• MATERIAL FOR THE TASK
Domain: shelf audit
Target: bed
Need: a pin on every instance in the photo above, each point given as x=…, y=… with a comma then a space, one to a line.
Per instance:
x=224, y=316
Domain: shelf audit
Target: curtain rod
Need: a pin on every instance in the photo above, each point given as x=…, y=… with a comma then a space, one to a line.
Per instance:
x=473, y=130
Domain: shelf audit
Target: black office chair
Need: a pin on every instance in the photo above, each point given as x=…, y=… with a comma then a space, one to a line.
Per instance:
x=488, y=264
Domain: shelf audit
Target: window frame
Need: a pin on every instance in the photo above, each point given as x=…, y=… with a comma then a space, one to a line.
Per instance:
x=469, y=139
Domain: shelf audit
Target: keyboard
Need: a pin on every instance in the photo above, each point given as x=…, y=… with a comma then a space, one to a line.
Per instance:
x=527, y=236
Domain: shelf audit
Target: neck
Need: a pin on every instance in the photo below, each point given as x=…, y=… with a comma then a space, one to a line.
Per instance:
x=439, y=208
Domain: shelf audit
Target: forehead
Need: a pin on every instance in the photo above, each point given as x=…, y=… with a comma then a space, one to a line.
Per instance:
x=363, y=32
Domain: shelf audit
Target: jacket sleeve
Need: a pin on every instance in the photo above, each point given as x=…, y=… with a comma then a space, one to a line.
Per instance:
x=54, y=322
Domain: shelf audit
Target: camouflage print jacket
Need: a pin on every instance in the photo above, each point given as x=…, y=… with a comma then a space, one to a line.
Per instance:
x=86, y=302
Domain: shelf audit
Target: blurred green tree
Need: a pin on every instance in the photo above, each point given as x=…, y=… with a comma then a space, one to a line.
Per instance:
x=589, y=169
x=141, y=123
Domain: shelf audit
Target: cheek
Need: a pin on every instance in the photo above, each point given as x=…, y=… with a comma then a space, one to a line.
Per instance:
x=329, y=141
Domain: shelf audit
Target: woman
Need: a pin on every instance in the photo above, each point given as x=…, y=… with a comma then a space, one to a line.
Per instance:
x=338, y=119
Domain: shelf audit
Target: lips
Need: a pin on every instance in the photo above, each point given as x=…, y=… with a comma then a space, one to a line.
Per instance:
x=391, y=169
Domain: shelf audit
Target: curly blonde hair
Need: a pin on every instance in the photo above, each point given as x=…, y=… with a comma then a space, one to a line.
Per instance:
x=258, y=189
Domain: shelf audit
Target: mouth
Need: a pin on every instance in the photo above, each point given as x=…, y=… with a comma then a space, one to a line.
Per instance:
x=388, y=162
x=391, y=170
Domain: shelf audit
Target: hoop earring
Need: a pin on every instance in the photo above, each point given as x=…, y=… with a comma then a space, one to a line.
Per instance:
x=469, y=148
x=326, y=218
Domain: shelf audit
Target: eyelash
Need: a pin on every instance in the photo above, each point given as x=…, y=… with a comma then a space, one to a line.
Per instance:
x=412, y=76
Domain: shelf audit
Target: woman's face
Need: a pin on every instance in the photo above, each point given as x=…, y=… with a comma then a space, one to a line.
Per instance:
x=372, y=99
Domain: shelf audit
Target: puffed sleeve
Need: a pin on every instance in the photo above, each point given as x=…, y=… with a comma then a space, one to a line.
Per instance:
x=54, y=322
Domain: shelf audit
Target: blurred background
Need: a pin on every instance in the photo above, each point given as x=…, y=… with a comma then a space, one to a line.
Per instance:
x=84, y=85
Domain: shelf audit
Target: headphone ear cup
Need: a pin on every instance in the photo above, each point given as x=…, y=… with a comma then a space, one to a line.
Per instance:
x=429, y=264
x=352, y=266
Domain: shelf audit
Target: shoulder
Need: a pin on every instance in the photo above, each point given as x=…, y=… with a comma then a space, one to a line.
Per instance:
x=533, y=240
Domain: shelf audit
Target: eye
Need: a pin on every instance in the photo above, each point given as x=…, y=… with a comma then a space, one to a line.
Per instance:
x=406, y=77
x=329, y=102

• GOAL
Repeat the lines above exactly.

• ANSWER BELOW
Domain: shelf audit
Target: bed
Need: a pin on every instance in the photo above, each point given as x=…, y=… with a comma then a space, one to a line.
Per instance:
x=224, y=316
Domain: shelf audit
Target: curtain rod
Need: a pin on every instance in the photo above, each point given as x=…, y=… with a comma then a space, one to a line.
Per instance:
x=473, y=130
Domain: shelf audit
Target: black office chair
Need: a pin on every instance in the photo above, each point given as x=…, y=… with a comma then a space, one to a line.
Per instance:
x=488, y=264
Domain: shelf audit
Target: window frame
Need: a pin on every instance in the photo above, each point given as x=…, y=… with a comma then a space, one to a line.
Per instance:
x=469, y=139
Domain: shelf audit
Target: keyboard
Need: a pin on every instance in the photo above, each point given as x=…, y=… with a comma then a space, one to a line.
Per instance:
x=527, y=236
Domain: shelf audit
Target: neck
Need: a pin on every instance in the photo below, each point given as x=…, y=… with a comma then a space, one to a line.
Per instance:
x=439, y=208
Domain: shelf audit
Target: forehead
Need: a pin on every instance in the photo above, each point given as x=…, y=… with a comma then a space, one to a line.
Per instance:
x=363, y=32
Domain: shelf audit
Target: jacket sleeve
Need: a pin on every instance in the photo above, each point given as x=…, y=… with a comma then a space, one to a line.
Per instance:
x=54, y=322
Domain: shelf audit
Target: camouflage print jacket
Need: a pin on every instance in the photo above, each point given as x=…, y=… with a comma then a space, one to a line.
Per instance:
x=86, y=302
Domain: shelf audit
Target: blurred green tree
Need: a pin on every instance in the photo above, each point given as x=…, y=… with a comma then a space, one to a line.
Per instance:
x=589, y=169
x=141, y=123
Domain: shelf audit
Target: cheek
Need: a pin on every instance in the photo above, each point given as x=…, y=… with a comma then a space, one to a line.
Per instance:
x=329, y=141
Domain: shelf audit
Target: woman
Need: a pin on every instance in the photo above, each point given as x=…, y=… with a comma then a space, one to a line.
Per instance:
x=338, y=119
Domain: shelf audit
Target: lips
Need: a pin on every instance in the photo above, each point given as x=…, y=… with a comma then a space, one to a line.
Per instance:
x=391, y=169
Domain: shelf audit
Target: curly blonde hair
Need: a pin on every instance in the photo above, each point given as x=…, y=… with a comma then a space, one to a line.
Per instance:
x=258, y=189
Domain: shelf audit
Target: mouth
Need: a pin on every instance in the photo above, each point given as x=…, y=… with a comma then a space, one to a line.
Per instance:
x=388, y=162
x=391, y=170
Domain: shelf audit
Target: hoop earring
Need: a pin on every instance in the photo above, each point given as x=…, y=… with a comma then a space, one to a line.
Per instance:
x=469, y=148
x=326, y=218
Domain: shelf audit
Target: eyelash
Need: a pin on every instance in the photo above, each point given as x=…, y=… with a comma then a space, one to a line.
Per instance:
x=412, y=76
Domain: shelf audit
Target: woman's face
Need: a pin on every instance in the photo above, each point given as x=…, y=… with a comma then a space, one to a line.
Per instance:
x=372, y=99
Domain: shelf audit
Target: puffed sleeve
Need: a pin on every instance in the photo above, each point given as x=…, y=… with a comma then a space, one to a line.
Per instance:
x=54, y=322
Domain: shelf audit
Target: blurred background
Need: a pin on every instance in the photo above, each point given as x=…, y=… with a comma then a space, one to a line.
Per instance:
x=84, y=85
Domain: shelf audit
Target: headphone ear cup
Need: a pin on every instance in the photo above, each point given as x=…, y=… with a comma then a space, one to a line.
Per instance:
x=429, y=264
x=352, y=266
Domain: shelf audit
Target: shoulder
Need: a pin on every instance in the photo above, each point given as x=…, y=… with a comma then a space, one to a line.
Per instance:
x=533, y=240
Domain: shelf audit
Target: eye
Need: a pin on every instance in the photo above, each point given as x=…, y=… with a comma then a space, one to a line.
Per instance:
x=406, y=77
x=329, y=102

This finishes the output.